• Consigne
Reproduisez fidèlement le passage du texte sur le respect du dimanche qui va de « Le contexte économique » à « sagesse humaniste profonde. ».

• Texte d’étude
* * *

Le contexte économique
invite paradoxalement à rechercher le vrai trésor de l’existence et à être attentif
aux équilibres qui permettent une vie sociale harmonieuse. Parmi tous les éléments
qui y contribuent, figure à n’en pas douter le respect du dimanche. Au-delà de sa
signification religieuse, la singularité de ce jour rappelle à chaque citoyen sa haute
dignité et que son labeur n’est pas servile. Ce jour est offert à tous pour que l’homme
ne soit pas réduit à n’être qu’une force de travail ou un consommateur mais qu’il
puisse se reposer et consacrer du temps aux réalités les plus hautes de la vie humaine :
la vie familiale, la rencontre gratuite avec les autres, les activités de l’esprit
et le culte rendu à Dieu. Il est important de ne pas perdre, dans une vaine et dangereuse
course au profit, ce qui est, non seulement un acquis social, mais surtout le trait
d’une sagesse humaniste profonde.

* * *

• Données à examiner

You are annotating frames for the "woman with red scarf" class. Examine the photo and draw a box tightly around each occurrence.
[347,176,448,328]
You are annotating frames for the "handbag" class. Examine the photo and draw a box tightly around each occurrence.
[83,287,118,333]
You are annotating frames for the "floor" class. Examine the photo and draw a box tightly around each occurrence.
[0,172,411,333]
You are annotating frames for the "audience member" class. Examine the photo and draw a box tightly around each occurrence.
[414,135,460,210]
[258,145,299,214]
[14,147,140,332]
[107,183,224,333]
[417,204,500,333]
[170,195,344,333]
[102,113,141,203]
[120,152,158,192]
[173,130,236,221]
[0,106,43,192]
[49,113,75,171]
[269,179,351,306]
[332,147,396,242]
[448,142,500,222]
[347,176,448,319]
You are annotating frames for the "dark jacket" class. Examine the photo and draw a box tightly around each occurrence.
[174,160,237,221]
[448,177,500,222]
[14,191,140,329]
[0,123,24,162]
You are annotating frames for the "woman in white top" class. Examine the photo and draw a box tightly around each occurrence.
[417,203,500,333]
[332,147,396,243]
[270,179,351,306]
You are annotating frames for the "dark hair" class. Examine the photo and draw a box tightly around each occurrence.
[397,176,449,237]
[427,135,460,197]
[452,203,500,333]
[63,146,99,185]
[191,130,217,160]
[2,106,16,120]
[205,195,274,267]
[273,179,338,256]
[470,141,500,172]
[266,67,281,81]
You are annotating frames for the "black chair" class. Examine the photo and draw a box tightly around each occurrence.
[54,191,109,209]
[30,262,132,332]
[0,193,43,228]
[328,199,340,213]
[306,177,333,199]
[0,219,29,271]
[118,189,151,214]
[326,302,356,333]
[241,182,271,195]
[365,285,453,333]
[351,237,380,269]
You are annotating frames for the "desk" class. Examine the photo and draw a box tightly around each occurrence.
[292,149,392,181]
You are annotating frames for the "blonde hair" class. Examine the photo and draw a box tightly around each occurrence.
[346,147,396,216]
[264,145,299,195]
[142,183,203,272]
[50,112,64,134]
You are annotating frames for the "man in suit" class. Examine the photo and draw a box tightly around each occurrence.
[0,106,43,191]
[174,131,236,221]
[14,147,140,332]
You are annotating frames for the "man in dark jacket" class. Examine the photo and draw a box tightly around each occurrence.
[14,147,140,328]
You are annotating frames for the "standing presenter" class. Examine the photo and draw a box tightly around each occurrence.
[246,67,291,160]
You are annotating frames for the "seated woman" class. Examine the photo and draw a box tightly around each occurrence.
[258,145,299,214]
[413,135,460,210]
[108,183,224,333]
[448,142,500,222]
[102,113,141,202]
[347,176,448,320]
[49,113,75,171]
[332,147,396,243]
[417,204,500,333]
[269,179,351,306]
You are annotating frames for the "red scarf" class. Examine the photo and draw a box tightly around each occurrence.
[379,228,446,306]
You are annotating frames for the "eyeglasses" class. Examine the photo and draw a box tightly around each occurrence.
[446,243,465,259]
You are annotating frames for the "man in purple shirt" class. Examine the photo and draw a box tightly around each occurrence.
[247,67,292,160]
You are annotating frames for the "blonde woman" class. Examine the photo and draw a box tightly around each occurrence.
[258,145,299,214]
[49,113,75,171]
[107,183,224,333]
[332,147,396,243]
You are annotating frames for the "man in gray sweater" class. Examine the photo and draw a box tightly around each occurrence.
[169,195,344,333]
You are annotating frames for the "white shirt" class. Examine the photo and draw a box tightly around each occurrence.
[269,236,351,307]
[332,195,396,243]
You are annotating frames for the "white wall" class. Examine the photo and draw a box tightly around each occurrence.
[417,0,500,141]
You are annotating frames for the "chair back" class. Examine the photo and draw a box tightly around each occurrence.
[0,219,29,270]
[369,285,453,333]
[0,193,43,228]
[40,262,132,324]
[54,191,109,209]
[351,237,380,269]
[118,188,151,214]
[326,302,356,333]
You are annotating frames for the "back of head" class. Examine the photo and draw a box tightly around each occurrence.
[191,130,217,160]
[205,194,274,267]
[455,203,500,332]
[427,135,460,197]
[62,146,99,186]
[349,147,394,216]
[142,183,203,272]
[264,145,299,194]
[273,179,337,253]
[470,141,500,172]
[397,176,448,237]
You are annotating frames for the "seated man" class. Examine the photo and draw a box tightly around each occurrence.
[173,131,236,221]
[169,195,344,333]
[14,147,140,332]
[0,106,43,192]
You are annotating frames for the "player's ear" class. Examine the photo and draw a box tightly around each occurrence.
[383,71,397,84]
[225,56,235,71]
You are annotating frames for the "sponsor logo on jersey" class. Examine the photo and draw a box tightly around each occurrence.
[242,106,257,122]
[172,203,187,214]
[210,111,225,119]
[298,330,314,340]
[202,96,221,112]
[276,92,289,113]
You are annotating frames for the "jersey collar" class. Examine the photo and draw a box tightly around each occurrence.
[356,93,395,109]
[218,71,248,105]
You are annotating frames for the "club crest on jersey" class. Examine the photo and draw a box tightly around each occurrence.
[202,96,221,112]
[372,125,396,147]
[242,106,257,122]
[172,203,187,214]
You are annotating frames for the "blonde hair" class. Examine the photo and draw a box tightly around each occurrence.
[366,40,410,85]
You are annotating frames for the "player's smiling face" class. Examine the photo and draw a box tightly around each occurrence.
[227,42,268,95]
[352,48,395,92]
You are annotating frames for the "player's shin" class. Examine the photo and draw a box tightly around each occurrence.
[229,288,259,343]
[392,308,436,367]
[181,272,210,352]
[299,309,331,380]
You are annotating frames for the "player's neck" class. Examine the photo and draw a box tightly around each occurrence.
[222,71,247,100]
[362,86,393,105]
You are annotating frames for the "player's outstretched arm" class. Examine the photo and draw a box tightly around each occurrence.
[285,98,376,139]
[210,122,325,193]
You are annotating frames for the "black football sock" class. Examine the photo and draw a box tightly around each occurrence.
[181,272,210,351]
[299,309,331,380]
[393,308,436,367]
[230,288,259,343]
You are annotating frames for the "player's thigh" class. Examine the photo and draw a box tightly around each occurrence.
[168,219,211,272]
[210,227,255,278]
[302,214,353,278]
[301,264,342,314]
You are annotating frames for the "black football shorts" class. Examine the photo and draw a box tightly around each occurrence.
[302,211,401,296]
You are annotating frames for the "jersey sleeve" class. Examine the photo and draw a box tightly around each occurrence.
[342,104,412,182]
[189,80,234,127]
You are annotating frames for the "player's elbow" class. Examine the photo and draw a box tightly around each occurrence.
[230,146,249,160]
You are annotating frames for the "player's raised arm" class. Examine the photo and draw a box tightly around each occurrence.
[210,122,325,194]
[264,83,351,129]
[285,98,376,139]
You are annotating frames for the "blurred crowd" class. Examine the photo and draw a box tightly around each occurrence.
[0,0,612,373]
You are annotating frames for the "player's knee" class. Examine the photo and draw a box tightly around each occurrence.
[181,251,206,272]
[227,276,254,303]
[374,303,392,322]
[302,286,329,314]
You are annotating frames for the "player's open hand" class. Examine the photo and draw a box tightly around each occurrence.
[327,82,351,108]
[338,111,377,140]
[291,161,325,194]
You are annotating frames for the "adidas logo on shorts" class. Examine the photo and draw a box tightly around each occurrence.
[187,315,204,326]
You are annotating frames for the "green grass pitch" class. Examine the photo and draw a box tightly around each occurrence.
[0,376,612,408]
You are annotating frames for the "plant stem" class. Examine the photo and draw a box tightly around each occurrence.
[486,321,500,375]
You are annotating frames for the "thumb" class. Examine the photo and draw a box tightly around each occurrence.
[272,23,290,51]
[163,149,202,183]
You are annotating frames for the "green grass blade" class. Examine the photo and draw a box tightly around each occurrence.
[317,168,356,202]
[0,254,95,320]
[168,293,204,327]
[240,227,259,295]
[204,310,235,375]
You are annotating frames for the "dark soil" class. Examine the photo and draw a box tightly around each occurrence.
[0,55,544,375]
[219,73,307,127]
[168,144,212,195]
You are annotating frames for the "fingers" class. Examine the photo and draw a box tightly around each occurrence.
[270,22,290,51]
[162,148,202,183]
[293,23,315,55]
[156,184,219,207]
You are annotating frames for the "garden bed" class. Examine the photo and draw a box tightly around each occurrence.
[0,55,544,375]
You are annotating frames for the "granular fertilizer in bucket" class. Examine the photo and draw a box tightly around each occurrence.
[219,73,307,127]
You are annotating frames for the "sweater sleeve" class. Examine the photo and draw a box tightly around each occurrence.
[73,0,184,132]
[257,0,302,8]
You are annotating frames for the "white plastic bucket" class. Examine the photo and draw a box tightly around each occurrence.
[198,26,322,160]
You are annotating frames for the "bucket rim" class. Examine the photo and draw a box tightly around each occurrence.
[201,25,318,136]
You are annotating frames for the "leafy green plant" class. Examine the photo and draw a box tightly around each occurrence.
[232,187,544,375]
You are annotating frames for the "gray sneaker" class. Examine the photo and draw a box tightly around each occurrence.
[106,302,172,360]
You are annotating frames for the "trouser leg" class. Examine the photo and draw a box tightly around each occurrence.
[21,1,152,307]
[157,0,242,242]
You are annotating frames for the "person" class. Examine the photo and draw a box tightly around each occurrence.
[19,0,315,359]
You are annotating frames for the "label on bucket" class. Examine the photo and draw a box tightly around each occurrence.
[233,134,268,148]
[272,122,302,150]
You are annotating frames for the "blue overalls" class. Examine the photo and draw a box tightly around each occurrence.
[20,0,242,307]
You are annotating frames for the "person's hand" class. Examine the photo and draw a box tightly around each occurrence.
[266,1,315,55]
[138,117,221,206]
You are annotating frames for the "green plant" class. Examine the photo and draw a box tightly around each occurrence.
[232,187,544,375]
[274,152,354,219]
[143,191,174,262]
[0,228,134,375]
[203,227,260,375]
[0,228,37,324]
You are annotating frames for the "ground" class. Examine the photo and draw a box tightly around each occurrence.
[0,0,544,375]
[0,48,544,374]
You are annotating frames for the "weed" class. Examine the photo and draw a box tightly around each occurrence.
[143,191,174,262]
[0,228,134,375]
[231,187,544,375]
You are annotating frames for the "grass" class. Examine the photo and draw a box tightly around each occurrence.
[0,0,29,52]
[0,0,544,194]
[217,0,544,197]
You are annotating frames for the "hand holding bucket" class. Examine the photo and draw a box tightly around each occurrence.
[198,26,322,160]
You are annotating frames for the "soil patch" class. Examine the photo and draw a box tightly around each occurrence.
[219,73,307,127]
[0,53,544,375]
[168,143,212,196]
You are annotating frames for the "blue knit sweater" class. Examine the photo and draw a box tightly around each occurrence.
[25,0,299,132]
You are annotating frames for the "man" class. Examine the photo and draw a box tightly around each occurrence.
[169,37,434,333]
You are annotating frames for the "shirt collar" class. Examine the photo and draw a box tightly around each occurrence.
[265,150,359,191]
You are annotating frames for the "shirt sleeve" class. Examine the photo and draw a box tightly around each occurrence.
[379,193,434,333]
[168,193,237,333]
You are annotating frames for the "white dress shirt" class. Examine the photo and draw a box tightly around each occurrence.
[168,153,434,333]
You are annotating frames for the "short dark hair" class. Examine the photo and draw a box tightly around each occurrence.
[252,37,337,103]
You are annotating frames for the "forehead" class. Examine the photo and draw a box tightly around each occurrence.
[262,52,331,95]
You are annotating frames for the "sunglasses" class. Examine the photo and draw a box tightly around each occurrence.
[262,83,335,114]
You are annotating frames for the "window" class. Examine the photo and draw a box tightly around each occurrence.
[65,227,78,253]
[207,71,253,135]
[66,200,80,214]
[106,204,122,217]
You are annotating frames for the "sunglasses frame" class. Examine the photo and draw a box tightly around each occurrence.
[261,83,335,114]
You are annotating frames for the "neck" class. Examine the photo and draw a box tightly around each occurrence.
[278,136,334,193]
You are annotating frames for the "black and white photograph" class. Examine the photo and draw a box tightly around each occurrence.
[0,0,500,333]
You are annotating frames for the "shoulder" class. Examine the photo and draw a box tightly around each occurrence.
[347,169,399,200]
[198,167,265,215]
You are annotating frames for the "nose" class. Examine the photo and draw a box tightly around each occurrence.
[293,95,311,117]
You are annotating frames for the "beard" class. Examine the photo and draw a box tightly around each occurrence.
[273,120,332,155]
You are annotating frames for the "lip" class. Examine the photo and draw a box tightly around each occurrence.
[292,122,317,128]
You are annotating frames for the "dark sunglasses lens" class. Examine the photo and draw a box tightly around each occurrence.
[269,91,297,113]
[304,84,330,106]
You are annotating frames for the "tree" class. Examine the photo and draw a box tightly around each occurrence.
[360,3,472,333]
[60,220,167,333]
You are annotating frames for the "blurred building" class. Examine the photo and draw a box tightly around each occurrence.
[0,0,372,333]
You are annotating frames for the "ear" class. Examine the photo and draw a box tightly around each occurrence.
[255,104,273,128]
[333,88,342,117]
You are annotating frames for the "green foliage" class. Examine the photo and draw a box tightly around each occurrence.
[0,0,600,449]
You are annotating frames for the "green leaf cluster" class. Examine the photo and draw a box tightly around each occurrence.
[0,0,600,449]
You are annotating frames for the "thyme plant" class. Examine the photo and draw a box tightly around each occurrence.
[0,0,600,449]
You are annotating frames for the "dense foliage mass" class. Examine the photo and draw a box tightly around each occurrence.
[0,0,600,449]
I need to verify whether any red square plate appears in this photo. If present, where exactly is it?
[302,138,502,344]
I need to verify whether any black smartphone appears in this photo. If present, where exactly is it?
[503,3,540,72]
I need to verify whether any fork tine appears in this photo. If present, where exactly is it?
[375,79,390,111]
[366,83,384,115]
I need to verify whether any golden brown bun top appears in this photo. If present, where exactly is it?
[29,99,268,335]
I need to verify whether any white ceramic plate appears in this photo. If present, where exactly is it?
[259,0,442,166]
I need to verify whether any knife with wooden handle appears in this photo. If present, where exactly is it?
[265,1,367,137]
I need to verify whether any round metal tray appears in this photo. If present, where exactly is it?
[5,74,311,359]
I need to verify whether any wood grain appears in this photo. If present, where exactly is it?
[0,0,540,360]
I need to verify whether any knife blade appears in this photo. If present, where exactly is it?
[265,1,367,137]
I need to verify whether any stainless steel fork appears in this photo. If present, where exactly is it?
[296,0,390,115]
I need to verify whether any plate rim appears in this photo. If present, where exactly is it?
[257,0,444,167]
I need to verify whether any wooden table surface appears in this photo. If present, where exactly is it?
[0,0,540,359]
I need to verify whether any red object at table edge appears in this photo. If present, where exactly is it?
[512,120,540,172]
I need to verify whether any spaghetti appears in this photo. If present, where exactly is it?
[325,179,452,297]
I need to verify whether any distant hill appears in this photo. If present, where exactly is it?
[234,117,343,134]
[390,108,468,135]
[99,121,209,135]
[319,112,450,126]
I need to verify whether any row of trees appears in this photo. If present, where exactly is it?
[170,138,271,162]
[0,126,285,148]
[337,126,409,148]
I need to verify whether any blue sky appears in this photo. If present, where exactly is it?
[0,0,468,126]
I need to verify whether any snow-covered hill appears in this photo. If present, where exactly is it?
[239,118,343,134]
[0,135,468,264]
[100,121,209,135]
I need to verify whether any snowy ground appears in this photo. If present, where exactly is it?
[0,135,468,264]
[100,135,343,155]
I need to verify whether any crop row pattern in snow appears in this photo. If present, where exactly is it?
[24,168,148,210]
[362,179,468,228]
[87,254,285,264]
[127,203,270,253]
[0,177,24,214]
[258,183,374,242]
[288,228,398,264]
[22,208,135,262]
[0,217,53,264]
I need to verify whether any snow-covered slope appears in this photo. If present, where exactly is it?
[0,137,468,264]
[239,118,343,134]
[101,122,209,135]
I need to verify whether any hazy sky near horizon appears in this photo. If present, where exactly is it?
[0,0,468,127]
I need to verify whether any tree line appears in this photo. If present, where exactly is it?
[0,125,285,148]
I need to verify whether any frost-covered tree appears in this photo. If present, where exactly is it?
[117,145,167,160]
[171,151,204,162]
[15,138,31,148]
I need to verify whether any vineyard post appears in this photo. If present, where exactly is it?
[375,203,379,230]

* * *

• Corrigé
Le contexte économique
invite paradoxalement à rechercher le vrai trésor de l’existence et à être attentif
aux équilibres qui permettent une vie sociale harmonieuse. Parmi tous les éléments
qui y contribuent, figure à n’en pas douter le respect du dimanche. Au-delà de sa
signification religieuse, la singularité de ce jour rappelle à chaque citoyen sa haute
dignité et que son labeur n’est pas servile. Ce jour est offert à tous pour que l’homme
ne soit pas réduit à n’être qu’une force de travail ou un consommateur mais qu’il
puisse se reposer et consacrer du temps aux réalités les plus hautes de la vie humaine :
la vie familiale, la rencontre gratuite avec les autres, les activités de l’esprit
et le culte rendu à Dieu. Il est important de ne pas perdre, dans une vaine et dangereuse
course au profit, ce qui est, non seulement un acquis social, mais surtout le trait
d’une sagesse humaniste profonde.